GIVEN TEXT =
Fig. 1. AI Challenges in healthcare in LMICs cut across infrastructural, capacity, and policy gaps.
Although global efforts to create state-of-the art AI methods for medical imaging
applications including several MICCAI grand challenges are promising for detection,
characterization, and treatment of NCDs, even the hard-to-diagnose-and-treat glioblas-
toma (i.e., BraTS [11]), it is unclear whether these AI methods can be implemented for
clinical use in SSA, given the wide use of lower quality imaging technology [1] , [9]
and more importantly, the limited availability of curated data (Fig. 2) [12].
Fig. 2. Illustration of the differences in quality and breath of imaging between Global North and
LMICs. (Top) representative 3T T1-weighted (T1w), T2-weighted (T2w), and enhanced T1-
weighted MRI scans from the SISS and BraTS collected largely from Europe and North America,
demonstrating the highly quality and plenty shot (data size and multispectral) and (Bottom) a
representative 0.3T T1-weighted (T1w) and T2-weighted (T2w) from Nigeria, demonstrating the
low quality and few shot nature of the dataset. (adapted from [12])

TASK SET =
A. From the excerpt on AI in healthcare in LMICs, list the kinds of gaps that the Fig. 1 caption says AI challenges cut across.
B. Answer these questions from the excerpt on AI in healthcare in LMICs:
(i) What field strength is given for the representative scan from Nigeria?
(ii) Which challenge name appears in parentheses after the mention of glioblastoma?
(iii) Where were the SISS and BraTS scans largely collected?

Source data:

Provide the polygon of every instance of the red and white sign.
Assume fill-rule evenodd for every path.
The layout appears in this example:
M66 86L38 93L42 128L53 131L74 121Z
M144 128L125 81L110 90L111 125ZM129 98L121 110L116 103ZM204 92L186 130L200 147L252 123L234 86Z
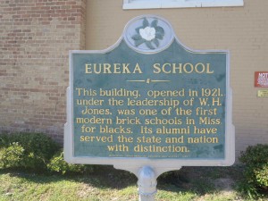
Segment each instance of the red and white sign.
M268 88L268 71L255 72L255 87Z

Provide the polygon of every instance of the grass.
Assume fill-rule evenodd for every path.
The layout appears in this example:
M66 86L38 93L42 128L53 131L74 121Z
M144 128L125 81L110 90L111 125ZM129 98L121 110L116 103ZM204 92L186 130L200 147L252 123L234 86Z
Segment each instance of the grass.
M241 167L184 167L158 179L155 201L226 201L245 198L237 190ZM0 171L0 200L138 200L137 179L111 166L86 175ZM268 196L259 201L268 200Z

ANSWERS PROVIDED =
A.
- Infrastructural gaps
- Capacity gaps
- Policy gaps

B.
(i) 0.3T
(ii) BraTS
(iii) Europe and North America